→ PAGE EXTRACT:
------------

Scuba Diving In Grenada: What To Expect


Grenada is sometimes called the shipwreck capital of the Caribbean. This is because there are many wrecks off the coasts of this pristine Caribbean island, including the famed Bianca C wreck, which is rated among the top 10 wreck dives in the world.

Divers from all over the world travel to Grenada to experience Caribbean diving at its finest. The sheer number of dive sites on this island, the vibrant reefs, and the fact that many of the best diving areas are minutes away from shore by boat is enough motivation for scuba lovers to pack their bags and get going.

Grenada Scuba Diving Underwater Jesus

Photo credit: Low Flite/Shutterstock.com

Grenada is bordered by the Atlantic Ocean and the Caribbean Sea and most dive sites are along the south and west coasts. This island is the largest of three sister islands; this includes Carriacou which is about 47.3 km from Grenada (an hour and half away by fast ferry). The other island in this trio, Petit Martinique, is about 54.9 km away from Grenada. From Carriacou, it takes an additional 10 minutes to get to Petite Martinique by boat. All three islands boast some of the best diving in the Caribbean!

------------

→ MATERIAL:
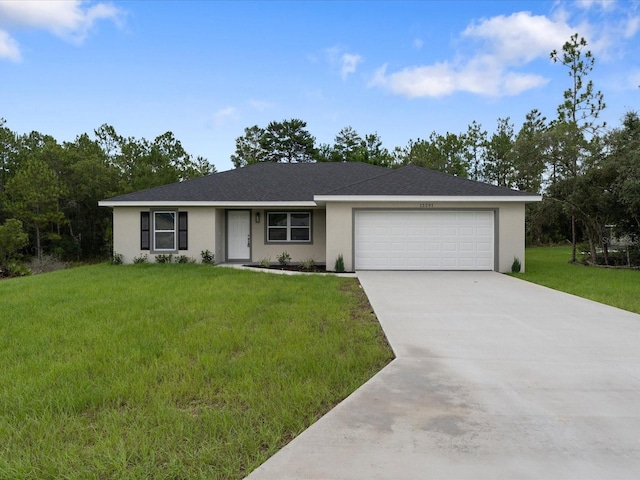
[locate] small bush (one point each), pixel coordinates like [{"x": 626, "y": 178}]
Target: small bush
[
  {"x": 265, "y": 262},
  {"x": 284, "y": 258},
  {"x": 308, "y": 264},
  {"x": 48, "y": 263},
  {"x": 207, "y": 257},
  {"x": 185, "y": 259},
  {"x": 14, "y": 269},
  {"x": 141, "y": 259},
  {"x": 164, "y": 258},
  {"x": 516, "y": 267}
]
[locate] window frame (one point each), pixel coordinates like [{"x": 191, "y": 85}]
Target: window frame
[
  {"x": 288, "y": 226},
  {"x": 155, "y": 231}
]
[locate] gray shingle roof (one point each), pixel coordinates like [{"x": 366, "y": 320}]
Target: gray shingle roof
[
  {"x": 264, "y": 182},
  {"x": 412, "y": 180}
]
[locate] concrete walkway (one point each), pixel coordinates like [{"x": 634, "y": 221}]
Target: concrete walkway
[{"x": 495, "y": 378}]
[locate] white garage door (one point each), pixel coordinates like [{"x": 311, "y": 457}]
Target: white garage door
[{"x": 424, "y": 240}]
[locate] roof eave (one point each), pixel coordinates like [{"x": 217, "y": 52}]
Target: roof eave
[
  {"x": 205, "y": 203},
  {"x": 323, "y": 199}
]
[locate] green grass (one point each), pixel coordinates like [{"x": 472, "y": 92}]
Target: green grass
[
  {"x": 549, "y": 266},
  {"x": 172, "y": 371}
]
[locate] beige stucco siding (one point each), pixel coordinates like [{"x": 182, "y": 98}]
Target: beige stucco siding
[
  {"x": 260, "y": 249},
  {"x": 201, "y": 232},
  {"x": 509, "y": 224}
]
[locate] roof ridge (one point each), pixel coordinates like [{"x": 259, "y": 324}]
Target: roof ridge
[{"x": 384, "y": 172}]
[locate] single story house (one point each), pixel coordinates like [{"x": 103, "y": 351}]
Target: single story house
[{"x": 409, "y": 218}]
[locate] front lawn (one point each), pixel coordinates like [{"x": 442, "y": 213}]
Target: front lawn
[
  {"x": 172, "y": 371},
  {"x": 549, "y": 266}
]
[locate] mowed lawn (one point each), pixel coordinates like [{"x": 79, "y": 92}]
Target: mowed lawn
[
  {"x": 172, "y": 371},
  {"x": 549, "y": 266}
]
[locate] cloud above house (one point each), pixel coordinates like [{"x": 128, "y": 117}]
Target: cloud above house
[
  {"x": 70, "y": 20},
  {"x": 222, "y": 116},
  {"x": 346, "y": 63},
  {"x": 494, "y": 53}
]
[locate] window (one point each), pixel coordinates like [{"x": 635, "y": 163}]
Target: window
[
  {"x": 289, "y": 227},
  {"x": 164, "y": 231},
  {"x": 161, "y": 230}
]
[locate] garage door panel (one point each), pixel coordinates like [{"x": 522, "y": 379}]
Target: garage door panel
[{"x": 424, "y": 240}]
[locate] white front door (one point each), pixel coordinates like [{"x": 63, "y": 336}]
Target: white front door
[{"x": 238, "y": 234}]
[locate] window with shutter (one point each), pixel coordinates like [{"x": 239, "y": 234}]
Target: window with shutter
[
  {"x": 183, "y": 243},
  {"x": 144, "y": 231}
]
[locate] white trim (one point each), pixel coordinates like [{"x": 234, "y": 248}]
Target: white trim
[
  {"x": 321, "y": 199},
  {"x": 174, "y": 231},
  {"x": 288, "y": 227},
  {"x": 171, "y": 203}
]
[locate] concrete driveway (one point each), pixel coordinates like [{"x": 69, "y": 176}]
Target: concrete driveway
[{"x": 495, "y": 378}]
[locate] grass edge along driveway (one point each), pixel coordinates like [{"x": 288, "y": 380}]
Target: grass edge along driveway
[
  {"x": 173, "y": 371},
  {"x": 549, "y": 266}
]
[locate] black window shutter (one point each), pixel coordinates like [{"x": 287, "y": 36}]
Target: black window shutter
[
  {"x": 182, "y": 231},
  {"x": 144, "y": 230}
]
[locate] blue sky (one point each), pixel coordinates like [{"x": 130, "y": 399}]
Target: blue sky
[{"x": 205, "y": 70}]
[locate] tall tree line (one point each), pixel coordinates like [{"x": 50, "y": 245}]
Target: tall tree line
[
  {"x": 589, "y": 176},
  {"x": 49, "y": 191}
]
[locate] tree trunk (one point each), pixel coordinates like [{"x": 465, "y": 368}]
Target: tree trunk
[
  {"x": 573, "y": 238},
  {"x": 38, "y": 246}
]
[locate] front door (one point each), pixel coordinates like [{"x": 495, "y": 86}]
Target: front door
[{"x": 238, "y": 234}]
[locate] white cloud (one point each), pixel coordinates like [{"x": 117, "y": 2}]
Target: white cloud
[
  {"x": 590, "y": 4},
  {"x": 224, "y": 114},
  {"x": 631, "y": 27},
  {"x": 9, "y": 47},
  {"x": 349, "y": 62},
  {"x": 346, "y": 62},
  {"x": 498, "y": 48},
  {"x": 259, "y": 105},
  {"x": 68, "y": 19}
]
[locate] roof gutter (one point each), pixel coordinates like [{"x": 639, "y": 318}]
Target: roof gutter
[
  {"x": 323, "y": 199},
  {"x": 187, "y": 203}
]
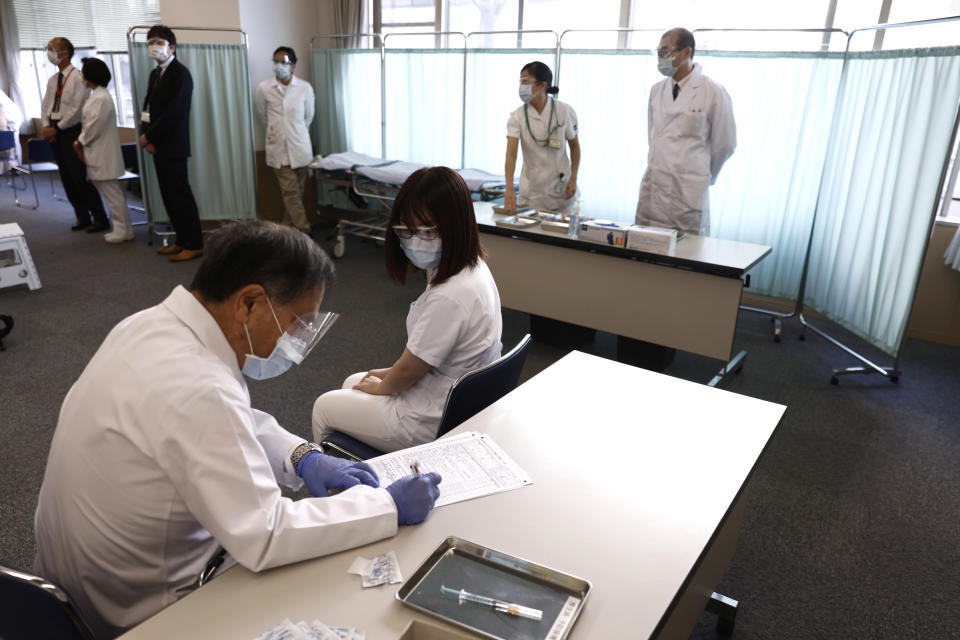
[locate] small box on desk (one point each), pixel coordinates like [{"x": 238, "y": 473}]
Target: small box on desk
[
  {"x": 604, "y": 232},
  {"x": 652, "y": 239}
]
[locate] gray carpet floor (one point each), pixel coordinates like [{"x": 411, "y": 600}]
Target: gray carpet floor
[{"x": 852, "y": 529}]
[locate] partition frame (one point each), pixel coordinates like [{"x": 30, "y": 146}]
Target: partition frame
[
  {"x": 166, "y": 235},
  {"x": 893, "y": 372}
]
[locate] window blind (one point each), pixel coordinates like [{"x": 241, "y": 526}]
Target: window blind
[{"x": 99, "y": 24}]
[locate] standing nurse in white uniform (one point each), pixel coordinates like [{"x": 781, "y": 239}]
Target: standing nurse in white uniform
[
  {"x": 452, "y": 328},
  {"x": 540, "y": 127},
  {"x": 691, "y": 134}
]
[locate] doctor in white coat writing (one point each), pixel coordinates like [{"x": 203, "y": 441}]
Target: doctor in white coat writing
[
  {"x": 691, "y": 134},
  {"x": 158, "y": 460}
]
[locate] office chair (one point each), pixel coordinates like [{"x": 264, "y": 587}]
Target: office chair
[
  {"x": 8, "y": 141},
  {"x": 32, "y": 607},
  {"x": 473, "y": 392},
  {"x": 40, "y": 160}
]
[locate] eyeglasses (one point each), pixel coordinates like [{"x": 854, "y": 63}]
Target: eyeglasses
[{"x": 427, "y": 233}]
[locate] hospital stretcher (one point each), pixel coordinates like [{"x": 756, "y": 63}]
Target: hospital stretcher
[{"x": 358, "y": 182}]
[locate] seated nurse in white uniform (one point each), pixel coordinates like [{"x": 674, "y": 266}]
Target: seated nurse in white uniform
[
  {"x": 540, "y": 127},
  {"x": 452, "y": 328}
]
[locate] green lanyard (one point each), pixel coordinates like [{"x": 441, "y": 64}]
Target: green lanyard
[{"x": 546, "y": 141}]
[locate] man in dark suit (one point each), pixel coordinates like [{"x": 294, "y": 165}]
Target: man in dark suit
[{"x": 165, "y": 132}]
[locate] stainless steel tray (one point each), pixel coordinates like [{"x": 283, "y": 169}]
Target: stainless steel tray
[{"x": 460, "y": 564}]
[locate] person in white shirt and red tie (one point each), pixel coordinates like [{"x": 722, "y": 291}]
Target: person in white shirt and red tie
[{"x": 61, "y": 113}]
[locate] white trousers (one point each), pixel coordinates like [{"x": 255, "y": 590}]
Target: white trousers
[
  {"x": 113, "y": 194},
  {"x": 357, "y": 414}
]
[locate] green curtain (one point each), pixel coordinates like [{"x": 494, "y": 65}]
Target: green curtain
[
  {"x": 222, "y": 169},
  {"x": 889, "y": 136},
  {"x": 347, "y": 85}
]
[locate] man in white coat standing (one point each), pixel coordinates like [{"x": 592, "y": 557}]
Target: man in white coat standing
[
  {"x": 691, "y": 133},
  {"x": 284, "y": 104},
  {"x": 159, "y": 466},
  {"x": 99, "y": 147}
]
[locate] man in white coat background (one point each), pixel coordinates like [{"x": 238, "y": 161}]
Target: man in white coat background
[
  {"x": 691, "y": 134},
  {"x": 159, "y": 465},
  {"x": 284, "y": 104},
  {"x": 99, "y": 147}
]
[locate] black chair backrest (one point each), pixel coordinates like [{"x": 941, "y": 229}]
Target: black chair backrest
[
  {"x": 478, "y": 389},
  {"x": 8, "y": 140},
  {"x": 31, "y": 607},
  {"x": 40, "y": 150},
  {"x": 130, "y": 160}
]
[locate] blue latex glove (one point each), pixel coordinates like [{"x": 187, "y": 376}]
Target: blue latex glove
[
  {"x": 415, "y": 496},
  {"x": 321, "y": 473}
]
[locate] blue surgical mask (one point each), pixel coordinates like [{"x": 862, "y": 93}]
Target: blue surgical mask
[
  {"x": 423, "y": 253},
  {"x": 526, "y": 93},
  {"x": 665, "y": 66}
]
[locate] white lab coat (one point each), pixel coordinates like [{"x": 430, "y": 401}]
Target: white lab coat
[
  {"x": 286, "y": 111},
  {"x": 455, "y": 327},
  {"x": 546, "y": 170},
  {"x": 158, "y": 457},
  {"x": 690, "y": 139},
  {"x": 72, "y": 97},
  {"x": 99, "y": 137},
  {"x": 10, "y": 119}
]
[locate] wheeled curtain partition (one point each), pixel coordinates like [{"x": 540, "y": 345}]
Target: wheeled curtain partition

------------

→ PARTS OF THE EXERCISE:
a – Answer these questions about the Grenada scuba diving text, one line each:
(i) Which wreck is rated among the top 10 wreck dives in the world?
(ii) Along which coasts are most of Grenada's dive sites?
(iii) How long does the fast ferry take from Grenada to Carriacou?
b – Write a continuation of the text on scuba diving in Grenada, starting after its last sentence.

→ RESPONSES:
a –
(i) The Bianca C wreck.
(ii) The south and west coasts.
(iii) About an hour and a half.

b –
When it comes down to it, it’s not hard to see why Grenada, famed for its spices and marine biodiversity, is a top choice for scuba diving. The island ranks especially high with travelers looking for an all-inclusive dive vacation. Resorts like Sandals Grenada offer all-inclusive scuba vacations which make it possible to scuba dive every day of your trip for free (more details later!).


In this article on the Sandals Blog:

What you can expect to see while diving in Grenada
Sandals best dive sites in Grenada
Best time to dive in Grenada
Diving with Sandals Resorts
Getting PADI certified at Sandals Grenada
Scuba Safety

Bonus: alternatives to scuba diving



What you can expect to see while diving in Grenada

Grenada Scuba Diving Crab Gorgonian

Photo credit: Jonathan Hernould/Shutterstock.com

A scuba diving day in Grenada is as rich as the marine life you’re likely to see. Like in most other dive destinations, sightings depend upon where you go. Overall, some of the things you’re likely to come across include hard and soft corals of all types like sponges, orange cup coral and sea fans.

You may also spot purple Creole wrasse, lizardfish, bar jacks, spotted drums, yellowtail snapper, batfish, eels, lobster, crabs, pipefish, octopus, and brindled jawfish. As you dive deeper, especially in some of the more advanced dive locations, your chances are higher for coming across stingrays and eagle rays, barracuda, sea turtles, and nurse sharks.

Among the rare sightings in Grenadian oceans are frogfish and black seahorses!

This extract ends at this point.